Your task
Please lay out the records, from the start through the line holding "<point>482,183</point>" inclusive, as a two-column CSV with the columns input and output, one row per record holding its text and its answer. Put each value in one quoted field and replace its line breaks with spaces.

Provided material
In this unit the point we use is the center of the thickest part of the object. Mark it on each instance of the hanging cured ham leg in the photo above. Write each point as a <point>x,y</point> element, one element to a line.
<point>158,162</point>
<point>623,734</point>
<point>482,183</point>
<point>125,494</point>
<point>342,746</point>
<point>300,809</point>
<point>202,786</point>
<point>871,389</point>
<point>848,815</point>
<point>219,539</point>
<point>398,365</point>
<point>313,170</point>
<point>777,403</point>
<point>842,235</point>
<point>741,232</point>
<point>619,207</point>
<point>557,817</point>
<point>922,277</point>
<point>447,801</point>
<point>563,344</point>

Reply
input,output
"In this unit the point we use is the center of the thickest part of the object. Mark it on each instance of the hanging cured ham leg in the photo above. Write each point as a <point>x,y</point> element, one element to a line.","<point>158,162</point> <point>623,734</point> <point>482,183</point>"